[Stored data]
========
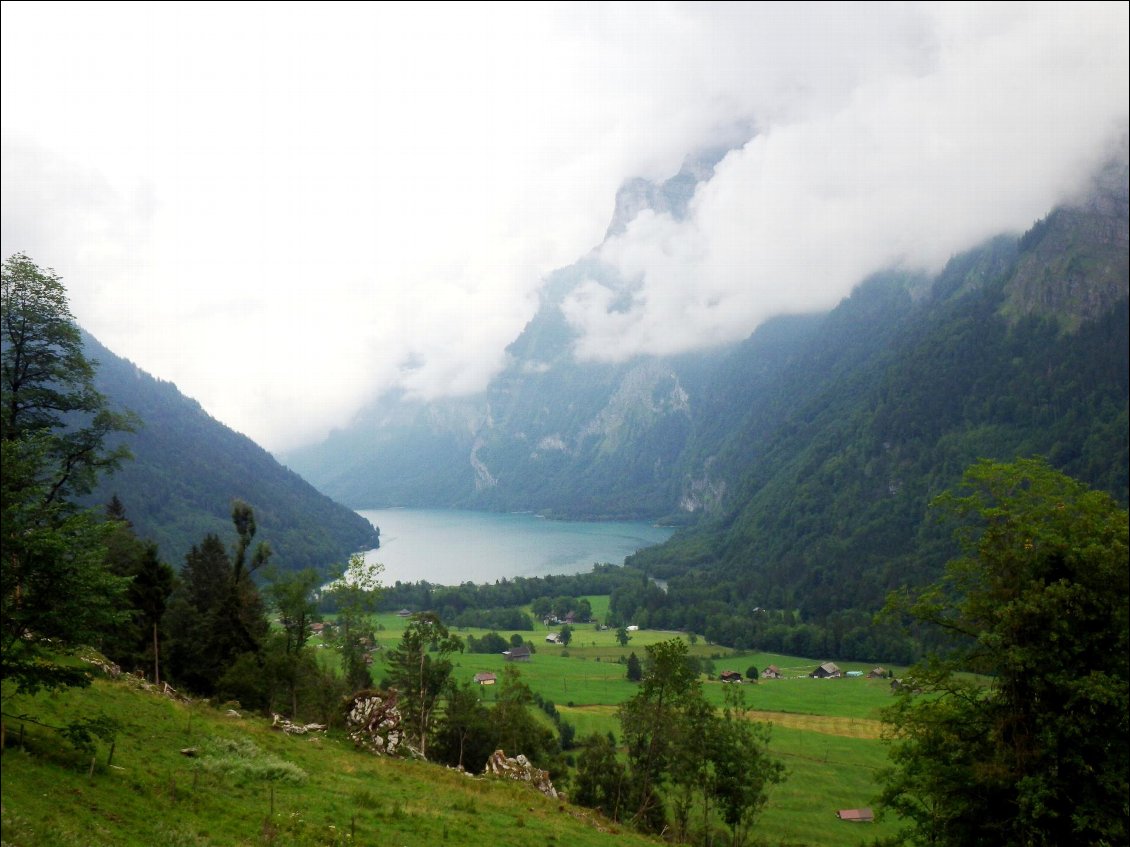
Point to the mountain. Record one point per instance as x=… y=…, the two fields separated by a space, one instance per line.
x=188 y=468
x=677 y=437
x=800 y=462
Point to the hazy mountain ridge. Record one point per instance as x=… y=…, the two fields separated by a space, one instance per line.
x=704 y=434
x=832 y=508
x=188 y=468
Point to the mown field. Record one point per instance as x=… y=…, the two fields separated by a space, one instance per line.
x=825 y=731
x=251 y=785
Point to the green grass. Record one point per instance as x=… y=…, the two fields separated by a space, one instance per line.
x=250 y=785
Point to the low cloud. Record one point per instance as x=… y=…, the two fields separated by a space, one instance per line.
x=909 y=167
x=287 y=214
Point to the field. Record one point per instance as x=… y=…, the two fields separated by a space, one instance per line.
x=825 y=731
x=250 y=785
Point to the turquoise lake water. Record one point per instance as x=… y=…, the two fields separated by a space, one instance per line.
x=449 y=547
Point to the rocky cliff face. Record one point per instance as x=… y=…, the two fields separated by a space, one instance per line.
x=1075 y=261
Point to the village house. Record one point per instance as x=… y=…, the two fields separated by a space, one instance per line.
x=828 y=670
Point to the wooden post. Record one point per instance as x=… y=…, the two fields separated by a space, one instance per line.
x=156 y=657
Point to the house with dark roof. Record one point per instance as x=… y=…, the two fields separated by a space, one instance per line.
x=828 y=670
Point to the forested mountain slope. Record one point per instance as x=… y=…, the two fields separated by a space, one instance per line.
x=188 y=468
x=1016 y=349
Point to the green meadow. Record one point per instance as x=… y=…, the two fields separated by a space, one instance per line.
x=250 y=785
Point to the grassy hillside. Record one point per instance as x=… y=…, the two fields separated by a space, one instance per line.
x=251 y=785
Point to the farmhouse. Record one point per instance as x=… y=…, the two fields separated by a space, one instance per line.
x=828 y=670
x=860 y=815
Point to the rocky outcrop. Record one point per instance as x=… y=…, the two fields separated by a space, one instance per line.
x=292 y=728
x=519 y=769
x=373 y=722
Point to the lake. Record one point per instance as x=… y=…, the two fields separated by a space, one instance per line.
x=451 y=547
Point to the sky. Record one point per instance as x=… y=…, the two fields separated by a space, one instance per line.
x=289 y=208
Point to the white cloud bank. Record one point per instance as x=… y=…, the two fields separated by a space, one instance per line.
x=288 y=209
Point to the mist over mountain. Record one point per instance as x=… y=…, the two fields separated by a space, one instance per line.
x=670 y=436
x=188 y=469
x=800 y=462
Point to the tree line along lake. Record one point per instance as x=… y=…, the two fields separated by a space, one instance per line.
x=451 y=547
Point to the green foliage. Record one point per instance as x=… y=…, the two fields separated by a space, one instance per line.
x=600 y=780
x=355 y=594
x=635 y=669
x=1037 y=603
x=685 y=756
x=57 y=591
x=217 y=616
x=419 y=677
x=241 y=760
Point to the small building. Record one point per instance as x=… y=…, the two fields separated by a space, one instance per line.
x=859 y=815
x=828 y=670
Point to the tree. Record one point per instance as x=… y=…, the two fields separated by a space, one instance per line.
x=466 y=734
x=635 y=669
x=217 y=614
x=653 y=725
x=58 y=593
x=136 y=642
x=1034 y=751
x=516 y=727
x=355 y=593
x=292 y=597
x=600 y=776
x=419 y=677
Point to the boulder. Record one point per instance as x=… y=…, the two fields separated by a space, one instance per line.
x=519 y=768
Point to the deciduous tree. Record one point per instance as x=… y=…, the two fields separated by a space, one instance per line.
x=419 y=669
x=1034 y=751
x=57 y=590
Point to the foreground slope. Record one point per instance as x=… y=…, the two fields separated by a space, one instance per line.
x=246 y=784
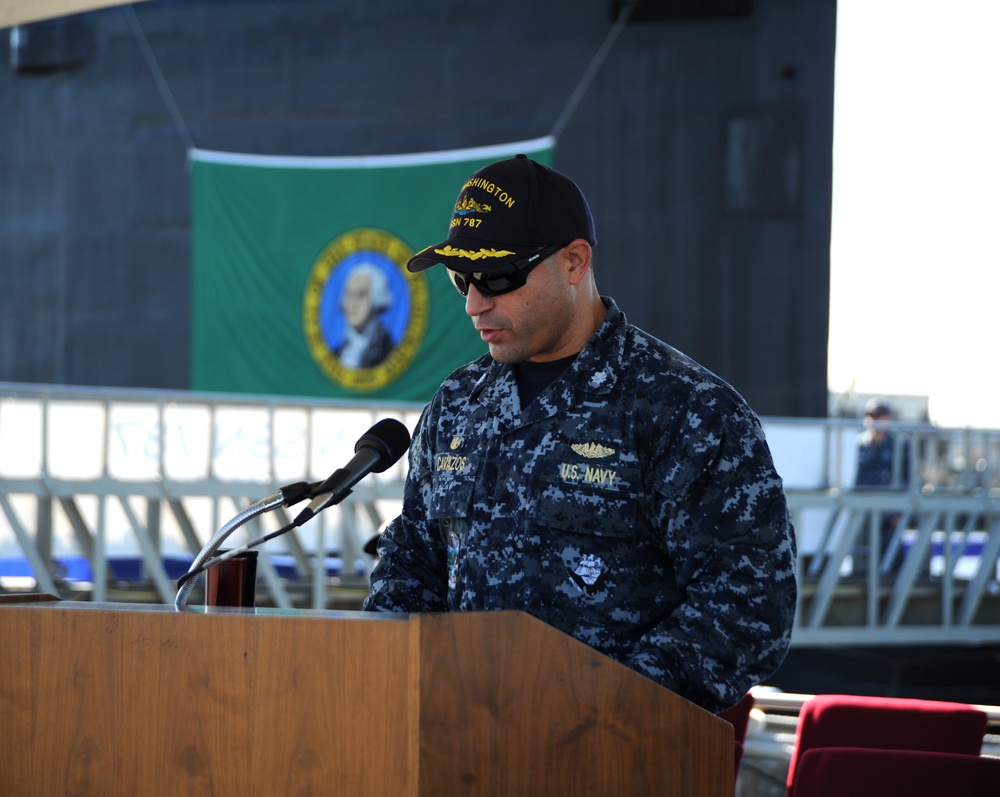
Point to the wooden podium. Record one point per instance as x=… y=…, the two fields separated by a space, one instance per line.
x=138 y=701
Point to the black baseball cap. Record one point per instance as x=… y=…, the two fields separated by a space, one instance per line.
x=505 y=211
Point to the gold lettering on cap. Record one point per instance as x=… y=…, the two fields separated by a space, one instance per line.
x=451 y=251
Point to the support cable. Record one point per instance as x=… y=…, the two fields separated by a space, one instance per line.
x=160 y=80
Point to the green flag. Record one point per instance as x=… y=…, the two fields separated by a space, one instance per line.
x=299 y=273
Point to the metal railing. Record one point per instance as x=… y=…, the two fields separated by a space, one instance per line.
x=104 y=479
x=109 y=480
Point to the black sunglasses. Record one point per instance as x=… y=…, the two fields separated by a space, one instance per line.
x=502 y=280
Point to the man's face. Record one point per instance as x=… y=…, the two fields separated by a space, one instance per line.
x=530 y=323
x=356 y=301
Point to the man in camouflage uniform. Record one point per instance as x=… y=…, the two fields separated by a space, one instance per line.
x=584 y=471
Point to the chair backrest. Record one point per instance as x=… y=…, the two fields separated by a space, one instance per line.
x=869 y=772
x=887 y=723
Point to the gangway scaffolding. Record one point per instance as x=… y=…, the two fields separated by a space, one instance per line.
x=108 y=494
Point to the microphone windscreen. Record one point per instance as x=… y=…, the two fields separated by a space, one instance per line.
x=389 y=438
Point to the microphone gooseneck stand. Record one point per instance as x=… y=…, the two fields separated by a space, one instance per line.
x=248 y=514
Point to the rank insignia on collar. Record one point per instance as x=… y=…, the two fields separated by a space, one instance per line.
x=592 y=450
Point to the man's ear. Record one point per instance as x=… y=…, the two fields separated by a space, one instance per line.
x=578 y=254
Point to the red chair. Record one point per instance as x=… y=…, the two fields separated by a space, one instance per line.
x=739 y=717
x=886 y=723
x=868 y=772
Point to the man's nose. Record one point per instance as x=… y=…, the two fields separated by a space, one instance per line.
x=475 y=302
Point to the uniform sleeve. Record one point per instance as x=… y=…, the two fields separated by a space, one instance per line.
x=411 y=573
x=721 y=510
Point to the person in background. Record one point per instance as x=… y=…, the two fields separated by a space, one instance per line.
x=878 y=469
x=584 y=471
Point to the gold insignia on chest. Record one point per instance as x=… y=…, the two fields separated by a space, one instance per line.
x=592 y=450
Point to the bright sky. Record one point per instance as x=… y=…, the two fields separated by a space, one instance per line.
x=915 y=252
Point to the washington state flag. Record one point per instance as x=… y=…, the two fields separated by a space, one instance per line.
x=299 y=273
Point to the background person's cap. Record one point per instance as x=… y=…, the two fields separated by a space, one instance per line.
x=505 y=211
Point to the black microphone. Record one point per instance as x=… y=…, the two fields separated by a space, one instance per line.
x=376 y=450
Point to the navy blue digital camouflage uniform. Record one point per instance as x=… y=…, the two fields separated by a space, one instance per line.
x=633 y=505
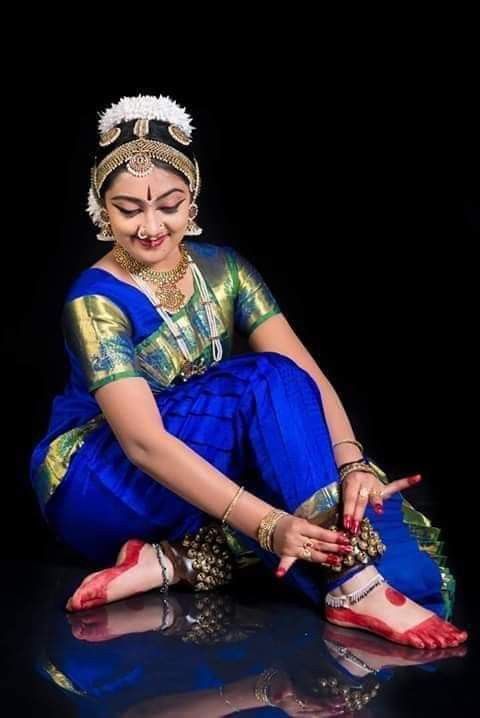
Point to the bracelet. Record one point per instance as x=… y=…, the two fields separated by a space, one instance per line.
x=349 y=441
x=356 y=466
x=266 y=529
x=349 y=463
x=232 y=504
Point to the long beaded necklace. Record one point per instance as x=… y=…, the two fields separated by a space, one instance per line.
x=143 y=272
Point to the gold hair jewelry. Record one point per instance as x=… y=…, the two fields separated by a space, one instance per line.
x=109 y=137
x=137 y=155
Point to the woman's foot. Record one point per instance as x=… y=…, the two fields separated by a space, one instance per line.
x=138 y=614
x=377 y=653
x=137 y=570
x=390 y=614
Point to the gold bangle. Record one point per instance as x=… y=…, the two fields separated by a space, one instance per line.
x=349 y=441
x=232 y=504
x=358 y=466
x=266 y=529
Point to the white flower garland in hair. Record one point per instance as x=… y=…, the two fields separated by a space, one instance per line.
x=146 y=107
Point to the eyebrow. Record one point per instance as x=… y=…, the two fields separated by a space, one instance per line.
x=141 y=201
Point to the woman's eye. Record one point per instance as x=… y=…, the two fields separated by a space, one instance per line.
x=129 y=212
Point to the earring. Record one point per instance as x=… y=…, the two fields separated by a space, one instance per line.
x=106 y=234
x=192 y=229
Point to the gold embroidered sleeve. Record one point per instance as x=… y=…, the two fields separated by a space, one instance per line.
x=98 y=336
x=254 y=301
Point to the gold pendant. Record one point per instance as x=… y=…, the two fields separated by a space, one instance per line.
x=170 y=297
x=194 y=368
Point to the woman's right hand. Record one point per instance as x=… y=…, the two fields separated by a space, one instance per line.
x=292 y=533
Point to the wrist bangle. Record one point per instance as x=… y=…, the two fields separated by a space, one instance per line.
x=349 y=441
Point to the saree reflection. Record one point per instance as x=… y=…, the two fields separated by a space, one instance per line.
x=185 y=655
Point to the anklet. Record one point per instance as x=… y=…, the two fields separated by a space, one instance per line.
x=350 y=599
x=160 y=556
x=349 y=656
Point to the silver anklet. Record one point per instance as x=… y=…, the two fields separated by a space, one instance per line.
x=160 y=555
x=350 y=599
x=349 y=656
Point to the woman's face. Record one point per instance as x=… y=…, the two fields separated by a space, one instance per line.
x=155 y=206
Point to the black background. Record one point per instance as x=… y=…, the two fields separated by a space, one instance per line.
x=339 y=181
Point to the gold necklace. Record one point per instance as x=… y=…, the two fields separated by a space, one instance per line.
========
■ **THE PROBLEM**
Copy out the lines starting at the one containing "Point to the anklet." and ending with the last line of the entries. Include nothing else.

■ **OUTPUT BELOW**
Point to the anklet. Record one point per instance as x=… y=…, the two fields separated by a space, one instance per line.
x=350 y=599
x=160 y=556
x=349 y=656
Point to the silver anklet. Record one point per instance as x=… y=…, the two fields separated by a space, one instance per line.
x=160 y=555
x=350 y=599
x=349 y=656
Point to the woman's face. Record one point per instance as x=… y=…, the two fields separated by a space, one instance per line.
x=155 y=206
Point to the black background. Record one point per instance as x=… y=…, the two fields separated by a space, one instance per line.
x=339 y=181
Point to the gold necklace. Record one point per instance as x=… y=…, the two fields separated by a space, one instance per line.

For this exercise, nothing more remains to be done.